------ The data ------

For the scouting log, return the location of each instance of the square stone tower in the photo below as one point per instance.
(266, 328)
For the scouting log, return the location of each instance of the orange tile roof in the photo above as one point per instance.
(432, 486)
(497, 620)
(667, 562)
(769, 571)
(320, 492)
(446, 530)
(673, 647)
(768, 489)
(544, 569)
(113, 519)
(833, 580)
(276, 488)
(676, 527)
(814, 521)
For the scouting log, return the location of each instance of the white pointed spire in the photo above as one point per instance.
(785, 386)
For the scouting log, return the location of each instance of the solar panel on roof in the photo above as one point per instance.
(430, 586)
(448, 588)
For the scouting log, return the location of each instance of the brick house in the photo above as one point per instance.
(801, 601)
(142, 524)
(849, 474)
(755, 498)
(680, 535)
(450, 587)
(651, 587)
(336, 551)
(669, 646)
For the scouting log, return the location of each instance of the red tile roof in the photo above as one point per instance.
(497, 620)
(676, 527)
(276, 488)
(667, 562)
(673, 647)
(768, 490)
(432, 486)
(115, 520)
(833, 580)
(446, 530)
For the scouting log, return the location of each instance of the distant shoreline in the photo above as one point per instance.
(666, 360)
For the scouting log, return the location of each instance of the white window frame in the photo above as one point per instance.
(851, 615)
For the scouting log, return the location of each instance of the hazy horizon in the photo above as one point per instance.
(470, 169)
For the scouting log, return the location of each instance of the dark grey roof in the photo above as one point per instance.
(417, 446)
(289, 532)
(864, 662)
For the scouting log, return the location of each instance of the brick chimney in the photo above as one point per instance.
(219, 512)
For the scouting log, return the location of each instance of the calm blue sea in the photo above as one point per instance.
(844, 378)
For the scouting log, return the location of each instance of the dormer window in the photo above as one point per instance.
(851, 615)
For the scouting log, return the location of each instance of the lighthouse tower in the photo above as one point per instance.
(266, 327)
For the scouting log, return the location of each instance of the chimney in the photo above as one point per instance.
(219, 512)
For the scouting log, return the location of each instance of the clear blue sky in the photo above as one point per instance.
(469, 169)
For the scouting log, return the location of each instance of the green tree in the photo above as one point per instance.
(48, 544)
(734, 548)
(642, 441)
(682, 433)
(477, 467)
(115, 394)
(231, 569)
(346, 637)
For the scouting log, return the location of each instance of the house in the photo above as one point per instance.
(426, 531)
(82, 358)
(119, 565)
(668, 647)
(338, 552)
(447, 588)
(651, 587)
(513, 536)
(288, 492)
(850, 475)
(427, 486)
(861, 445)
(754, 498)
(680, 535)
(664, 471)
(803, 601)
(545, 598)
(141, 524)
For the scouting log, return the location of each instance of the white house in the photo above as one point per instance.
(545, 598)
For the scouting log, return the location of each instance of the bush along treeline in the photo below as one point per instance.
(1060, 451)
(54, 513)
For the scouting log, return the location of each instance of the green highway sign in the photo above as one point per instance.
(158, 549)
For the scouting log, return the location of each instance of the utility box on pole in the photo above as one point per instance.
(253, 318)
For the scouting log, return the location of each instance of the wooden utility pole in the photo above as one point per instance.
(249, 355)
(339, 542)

------

= Your assignment =
Output the line containing "of the chimney" and every line after it through the final line of the records above, exactly as written and nothing else.

= Response =
For the scouting log, return the location of each instance of the chimney in the photo above as one point per instance.
(219, 512)
For the scouting log, return the location of each instance of the clear blue sky in the photo above as one point per instance.
(469, 169)
For the scouting log, return the location of each instance of the green tree in the photo above as one point per instance.
(48, 544)
(734, 548)
(642, 441)
(682, 433)
(477, 467)
(115, 394)
(231, 569)
(346, 637)
For the scouting log, return the location of each instance of the house in the photo above as one point per instance.
(426, 531)
(82, 358)
(119, 565)
(668, 647)
(338, 552)
(447, 588)
(651, 587)
(513, 536)
(288, 492)
(850, 475)
(427, 486)
(861, 445)
(754, 498)
(680, 535)
(664, 471)
(803, 601)
(545, 598)
(141, 524)
For the scouting log, return the location of each instance of the white house in the photo above as one point per instance.
(545, 598)
For the scouting log, return the location of each instance of the bush along treeline in the photo below as one point per instance.
(1060, 451)
(54, 513)
For the scouting log, return the location of each instance of the green highway sign in the photo above as one point per instance.
(158, 549)
For the scouting log, return the location of each instance of the utility box on pole in the photo above as one point per instance.
(253, 318)
For the scouting log, return the location of each instance of the wooden utility pole in the photo above as one point per instance.
(249, 355)
(339, 542)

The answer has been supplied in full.